*REQUIREMENT*: Reproduce the stretch of the listing from the line containing "task | place a marker on each instance of the knee" through the end of the listing, with "blurred spectator" replaced by "background spectator" and all else unchanged.

......

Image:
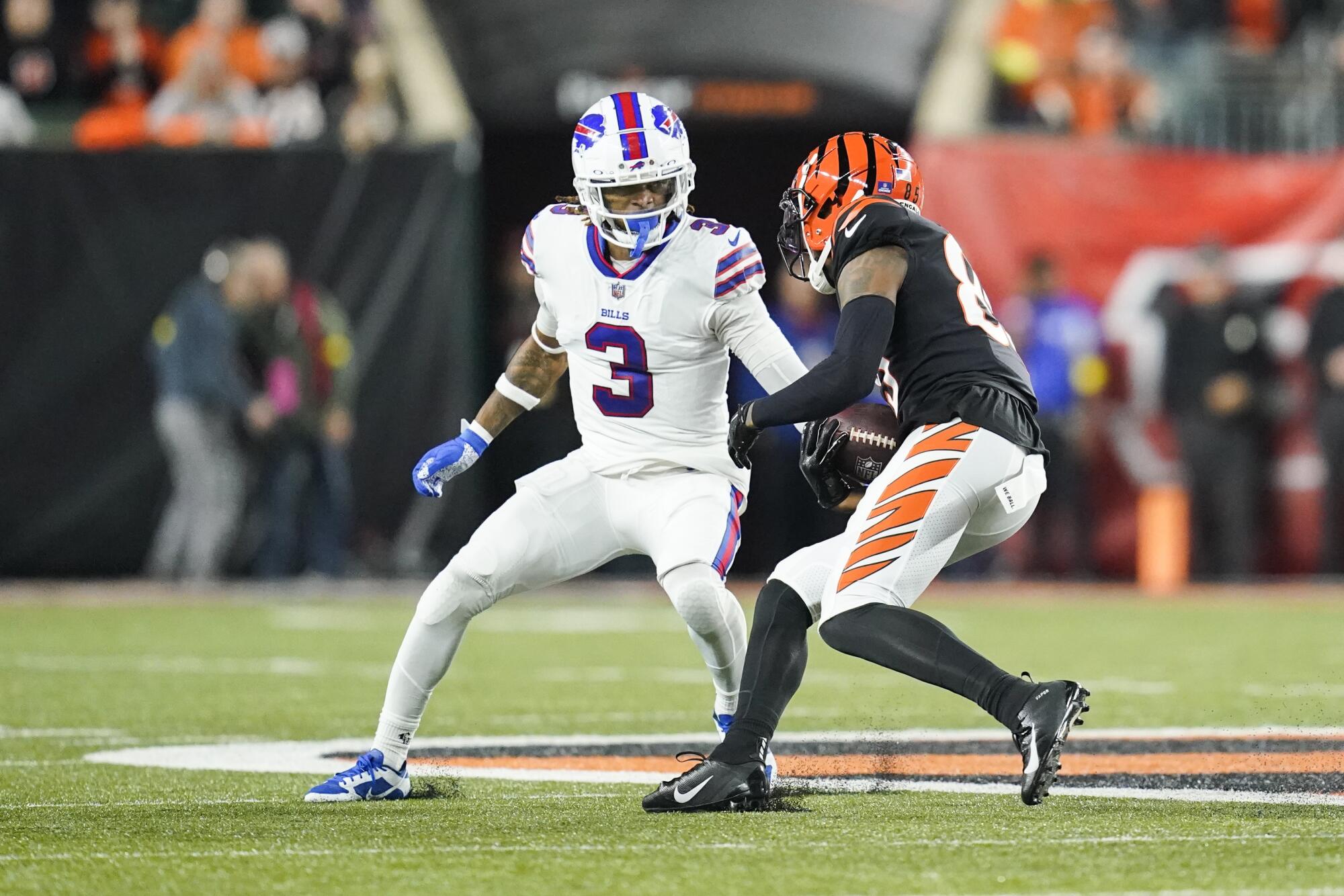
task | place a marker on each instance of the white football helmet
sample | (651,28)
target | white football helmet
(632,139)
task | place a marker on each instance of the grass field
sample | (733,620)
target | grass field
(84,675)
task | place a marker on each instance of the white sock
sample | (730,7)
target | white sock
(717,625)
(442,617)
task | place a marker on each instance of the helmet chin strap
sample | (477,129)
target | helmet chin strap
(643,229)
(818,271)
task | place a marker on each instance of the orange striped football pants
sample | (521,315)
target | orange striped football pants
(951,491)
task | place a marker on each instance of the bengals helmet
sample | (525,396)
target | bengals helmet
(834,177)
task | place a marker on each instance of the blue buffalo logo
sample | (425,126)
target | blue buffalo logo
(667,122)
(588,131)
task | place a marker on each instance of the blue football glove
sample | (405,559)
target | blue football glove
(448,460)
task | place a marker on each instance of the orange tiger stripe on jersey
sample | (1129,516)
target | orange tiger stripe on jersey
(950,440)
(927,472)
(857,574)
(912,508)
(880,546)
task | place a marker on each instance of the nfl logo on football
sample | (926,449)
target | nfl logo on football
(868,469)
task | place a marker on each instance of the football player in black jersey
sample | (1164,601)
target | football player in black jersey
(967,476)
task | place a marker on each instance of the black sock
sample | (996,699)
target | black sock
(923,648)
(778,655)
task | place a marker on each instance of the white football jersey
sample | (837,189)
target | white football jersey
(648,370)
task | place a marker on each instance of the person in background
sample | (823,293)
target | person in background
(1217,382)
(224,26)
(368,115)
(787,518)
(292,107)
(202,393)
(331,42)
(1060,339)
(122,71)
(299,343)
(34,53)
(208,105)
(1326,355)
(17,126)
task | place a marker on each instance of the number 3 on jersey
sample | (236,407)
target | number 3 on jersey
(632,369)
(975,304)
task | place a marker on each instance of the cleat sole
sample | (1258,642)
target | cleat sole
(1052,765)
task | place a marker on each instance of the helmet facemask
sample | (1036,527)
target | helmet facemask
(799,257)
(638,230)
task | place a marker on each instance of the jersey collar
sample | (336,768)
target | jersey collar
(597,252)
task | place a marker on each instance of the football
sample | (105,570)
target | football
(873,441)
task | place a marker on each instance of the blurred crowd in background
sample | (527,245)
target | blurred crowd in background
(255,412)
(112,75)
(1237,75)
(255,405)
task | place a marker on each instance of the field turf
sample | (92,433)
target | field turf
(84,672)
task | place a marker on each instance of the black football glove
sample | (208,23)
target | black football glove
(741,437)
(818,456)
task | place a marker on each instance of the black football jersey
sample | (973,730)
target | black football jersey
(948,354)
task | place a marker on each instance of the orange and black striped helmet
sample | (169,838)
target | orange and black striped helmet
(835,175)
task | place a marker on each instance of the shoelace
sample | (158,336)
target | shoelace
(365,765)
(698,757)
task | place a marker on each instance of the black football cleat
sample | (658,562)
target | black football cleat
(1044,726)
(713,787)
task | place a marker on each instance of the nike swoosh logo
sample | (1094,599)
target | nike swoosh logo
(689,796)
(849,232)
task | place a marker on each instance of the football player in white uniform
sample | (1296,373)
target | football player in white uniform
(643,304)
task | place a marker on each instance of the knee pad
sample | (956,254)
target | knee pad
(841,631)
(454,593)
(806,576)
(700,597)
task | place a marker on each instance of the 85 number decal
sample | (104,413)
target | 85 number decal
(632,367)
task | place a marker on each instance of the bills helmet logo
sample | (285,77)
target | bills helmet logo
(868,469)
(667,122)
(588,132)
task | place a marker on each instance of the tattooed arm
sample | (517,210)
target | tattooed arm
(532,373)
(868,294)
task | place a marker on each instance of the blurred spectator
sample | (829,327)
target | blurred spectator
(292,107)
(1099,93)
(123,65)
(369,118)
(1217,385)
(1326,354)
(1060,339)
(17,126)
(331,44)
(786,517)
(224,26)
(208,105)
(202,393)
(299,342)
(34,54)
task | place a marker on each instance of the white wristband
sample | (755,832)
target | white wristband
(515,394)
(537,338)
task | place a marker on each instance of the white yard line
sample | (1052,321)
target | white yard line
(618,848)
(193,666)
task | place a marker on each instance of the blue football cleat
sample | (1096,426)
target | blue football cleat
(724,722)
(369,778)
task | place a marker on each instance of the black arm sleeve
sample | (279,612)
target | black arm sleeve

......

*RESULT OF THIS EXERCISE*:
task | place a marker on each instance of the knee pad
sample | (956,254)
target | knee pad
(841,631)
(454,593)
(806,576)
(700,597)
task | place a marker on each instance of the 85 number decal
sample | (104,413)
target | 85 number decal
(632,367)
task | place a marker on each instance of the bills helmet logo
sample | (285,77)
target | bills helmet logo
(868,469)
(667,122)
(588,132)
task | place a marker on each instance of the tattooed arm
sample | (517,210)
target | tattooed arm
(532,373)
(868,294)
task | place a marker on each instance of the background spectator
sample | (829,327)
target | background spectator
(292,107)
(1099,93)
(123,65)
(369,118)
(1217,385)
(1326,354)
(1060,339)
(17,126)
(331,44)
(786,517)
(224,26)
(208,105)
(202,393)
(299,342)
(34,54)
task | place a marker on each instance of the white wristband
sample | (755,832)
target | white wristband
(515,394)
(537,338)
task | place a marker on each instance of the white yard line
sample | (1052,321)
target | white yard line
(618,848)
(193,666)
task | place a marker on each instance of the blue football cleat
sample | (1096,426)
target | blue football cleat
(724,722)
(369,778)
task | place a marker on each instance of the black arm sleeve
sample | (279,612)
target | black arm sleeve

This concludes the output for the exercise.